Supplied material:

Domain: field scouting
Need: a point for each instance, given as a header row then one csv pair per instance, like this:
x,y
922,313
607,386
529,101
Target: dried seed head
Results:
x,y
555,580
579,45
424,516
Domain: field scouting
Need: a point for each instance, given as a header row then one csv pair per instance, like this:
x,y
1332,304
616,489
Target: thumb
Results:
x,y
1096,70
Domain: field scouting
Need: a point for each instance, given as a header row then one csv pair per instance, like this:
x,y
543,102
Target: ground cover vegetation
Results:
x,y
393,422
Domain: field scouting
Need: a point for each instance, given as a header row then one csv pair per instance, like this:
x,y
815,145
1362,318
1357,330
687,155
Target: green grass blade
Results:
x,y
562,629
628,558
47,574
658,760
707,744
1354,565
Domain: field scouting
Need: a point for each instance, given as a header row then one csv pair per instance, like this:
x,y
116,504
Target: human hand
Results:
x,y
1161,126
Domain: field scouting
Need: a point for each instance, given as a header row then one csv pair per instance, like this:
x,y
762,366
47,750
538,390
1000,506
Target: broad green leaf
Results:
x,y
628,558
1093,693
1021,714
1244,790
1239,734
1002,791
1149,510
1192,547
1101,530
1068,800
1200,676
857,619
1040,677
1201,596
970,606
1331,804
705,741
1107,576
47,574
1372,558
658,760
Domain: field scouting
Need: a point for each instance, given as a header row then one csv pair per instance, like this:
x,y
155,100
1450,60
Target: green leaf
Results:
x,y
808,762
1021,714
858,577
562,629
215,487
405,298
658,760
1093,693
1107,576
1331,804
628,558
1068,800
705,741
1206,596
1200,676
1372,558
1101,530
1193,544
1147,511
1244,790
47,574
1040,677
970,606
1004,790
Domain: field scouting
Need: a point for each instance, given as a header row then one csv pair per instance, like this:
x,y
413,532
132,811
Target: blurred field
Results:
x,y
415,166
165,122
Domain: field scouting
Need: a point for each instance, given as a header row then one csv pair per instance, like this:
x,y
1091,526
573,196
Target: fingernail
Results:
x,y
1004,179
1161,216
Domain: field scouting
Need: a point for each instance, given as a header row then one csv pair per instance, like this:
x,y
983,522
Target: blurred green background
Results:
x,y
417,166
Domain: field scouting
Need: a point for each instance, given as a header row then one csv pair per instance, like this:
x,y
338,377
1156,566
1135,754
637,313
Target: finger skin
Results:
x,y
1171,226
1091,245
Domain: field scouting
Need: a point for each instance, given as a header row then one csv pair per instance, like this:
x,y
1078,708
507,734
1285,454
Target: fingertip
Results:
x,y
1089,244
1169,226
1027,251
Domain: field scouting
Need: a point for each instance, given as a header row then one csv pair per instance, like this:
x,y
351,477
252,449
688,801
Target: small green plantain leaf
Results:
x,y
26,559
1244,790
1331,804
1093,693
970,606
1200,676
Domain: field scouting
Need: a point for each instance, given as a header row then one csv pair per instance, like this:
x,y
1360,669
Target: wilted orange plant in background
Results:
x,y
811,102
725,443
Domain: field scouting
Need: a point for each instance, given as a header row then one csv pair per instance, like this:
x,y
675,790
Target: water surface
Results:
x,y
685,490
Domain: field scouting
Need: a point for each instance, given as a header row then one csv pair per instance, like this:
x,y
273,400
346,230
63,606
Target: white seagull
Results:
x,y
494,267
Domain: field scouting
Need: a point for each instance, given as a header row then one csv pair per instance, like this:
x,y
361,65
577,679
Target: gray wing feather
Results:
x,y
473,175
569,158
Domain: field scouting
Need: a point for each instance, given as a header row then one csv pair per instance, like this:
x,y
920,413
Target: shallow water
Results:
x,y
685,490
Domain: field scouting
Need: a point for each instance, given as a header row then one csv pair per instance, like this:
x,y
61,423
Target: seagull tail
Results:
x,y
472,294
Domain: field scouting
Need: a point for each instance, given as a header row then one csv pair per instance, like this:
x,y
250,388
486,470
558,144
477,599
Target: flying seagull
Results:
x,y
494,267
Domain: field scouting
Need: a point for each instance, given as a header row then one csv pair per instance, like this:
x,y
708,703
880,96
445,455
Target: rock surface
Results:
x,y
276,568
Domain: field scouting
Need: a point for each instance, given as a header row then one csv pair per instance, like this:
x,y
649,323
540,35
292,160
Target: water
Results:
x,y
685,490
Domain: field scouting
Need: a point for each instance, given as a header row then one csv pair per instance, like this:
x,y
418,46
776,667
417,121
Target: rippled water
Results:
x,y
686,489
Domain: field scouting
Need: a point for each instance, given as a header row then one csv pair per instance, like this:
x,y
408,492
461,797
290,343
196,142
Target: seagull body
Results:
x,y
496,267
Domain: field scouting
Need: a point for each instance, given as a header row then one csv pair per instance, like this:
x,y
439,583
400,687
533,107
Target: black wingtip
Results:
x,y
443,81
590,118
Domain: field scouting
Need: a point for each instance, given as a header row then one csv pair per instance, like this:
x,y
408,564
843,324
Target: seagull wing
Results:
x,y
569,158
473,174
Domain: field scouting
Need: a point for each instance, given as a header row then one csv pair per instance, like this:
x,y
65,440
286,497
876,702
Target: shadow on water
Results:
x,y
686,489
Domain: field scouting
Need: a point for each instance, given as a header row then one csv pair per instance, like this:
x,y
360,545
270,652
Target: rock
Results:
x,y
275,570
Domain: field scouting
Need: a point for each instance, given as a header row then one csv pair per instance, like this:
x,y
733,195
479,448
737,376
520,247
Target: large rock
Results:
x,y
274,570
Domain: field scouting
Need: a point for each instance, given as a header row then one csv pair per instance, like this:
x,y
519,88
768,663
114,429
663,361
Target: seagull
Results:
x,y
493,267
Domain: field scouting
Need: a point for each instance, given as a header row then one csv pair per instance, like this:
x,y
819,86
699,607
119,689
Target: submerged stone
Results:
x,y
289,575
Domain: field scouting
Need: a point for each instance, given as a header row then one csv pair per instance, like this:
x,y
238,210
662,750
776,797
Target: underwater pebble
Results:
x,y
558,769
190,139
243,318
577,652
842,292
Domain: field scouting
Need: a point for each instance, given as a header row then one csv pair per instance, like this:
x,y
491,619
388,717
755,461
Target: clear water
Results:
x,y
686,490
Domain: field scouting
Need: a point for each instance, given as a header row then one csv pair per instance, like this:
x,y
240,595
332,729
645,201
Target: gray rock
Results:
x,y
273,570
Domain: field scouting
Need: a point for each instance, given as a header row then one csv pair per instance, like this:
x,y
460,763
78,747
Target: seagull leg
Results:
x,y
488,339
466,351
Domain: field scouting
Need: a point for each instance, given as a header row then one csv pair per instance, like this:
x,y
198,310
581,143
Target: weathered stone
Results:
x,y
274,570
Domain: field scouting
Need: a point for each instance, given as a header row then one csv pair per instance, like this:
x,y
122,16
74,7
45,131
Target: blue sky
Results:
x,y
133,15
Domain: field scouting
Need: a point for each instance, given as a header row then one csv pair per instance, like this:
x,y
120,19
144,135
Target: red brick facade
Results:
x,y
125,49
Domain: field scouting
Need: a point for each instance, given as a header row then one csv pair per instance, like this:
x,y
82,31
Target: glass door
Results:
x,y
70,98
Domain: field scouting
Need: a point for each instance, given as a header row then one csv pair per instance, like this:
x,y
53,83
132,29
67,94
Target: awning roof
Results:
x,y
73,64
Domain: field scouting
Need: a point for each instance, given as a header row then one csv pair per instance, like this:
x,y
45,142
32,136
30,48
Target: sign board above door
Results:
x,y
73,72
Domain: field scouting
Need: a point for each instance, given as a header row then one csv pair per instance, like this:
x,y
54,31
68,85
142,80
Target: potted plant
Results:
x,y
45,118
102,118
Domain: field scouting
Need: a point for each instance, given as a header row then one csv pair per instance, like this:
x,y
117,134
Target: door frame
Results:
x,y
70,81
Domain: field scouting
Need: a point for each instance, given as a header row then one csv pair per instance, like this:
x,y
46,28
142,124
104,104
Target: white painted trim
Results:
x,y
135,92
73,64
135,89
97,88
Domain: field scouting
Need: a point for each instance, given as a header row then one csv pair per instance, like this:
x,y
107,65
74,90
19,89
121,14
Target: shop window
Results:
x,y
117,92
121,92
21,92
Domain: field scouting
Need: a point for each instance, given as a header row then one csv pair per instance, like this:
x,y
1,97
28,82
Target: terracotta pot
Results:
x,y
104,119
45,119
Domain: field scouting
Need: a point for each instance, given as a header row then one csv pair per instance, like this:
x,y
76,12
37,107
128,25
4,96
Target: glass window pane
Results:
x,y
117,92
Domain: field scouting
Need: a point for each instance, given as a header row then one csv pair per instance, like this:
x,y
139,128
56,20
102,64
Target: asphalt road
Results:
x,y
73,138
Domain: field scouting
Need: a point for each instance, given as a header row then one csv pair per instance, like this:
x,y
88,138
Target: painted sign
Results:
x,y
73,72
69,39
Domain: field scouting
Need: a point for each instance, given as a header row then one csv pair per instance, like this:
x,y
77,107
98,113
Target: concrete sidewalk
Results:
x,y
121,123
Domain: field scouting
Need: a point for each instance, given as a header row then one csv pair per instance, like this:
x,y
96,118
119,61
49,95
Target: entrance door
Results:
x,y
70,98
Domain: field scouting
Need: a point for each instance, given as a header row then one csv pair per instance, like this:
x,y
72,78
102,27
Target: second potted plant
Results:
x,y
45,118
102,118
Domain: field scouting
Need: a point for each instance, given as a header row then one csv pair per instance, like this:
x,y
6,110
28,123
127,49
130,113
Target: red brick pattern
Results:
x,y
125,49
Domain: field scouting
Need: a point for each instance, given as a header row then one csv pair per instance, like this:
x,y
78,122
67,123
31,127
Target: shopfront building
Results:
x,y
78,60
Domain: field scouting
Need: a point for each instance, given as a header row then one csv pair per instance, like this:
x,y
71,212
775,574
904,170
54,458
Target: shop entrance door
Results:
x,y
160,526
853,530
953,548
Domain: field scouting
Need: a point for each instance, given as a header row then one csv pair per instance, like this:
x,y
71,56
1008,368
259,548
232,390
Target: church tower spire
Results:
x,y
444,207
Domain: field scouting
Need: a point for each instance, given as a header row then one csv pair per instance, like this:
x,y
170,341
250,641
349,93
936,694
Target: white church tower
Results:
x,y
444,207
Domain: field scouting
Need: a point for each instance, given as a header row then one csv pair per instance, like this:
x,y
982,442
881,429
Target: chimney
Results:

What is required:
Return every line of the items that contains the word "surface", treating case as significant.

Exercise solution:
Target: water surface
Target: rock surface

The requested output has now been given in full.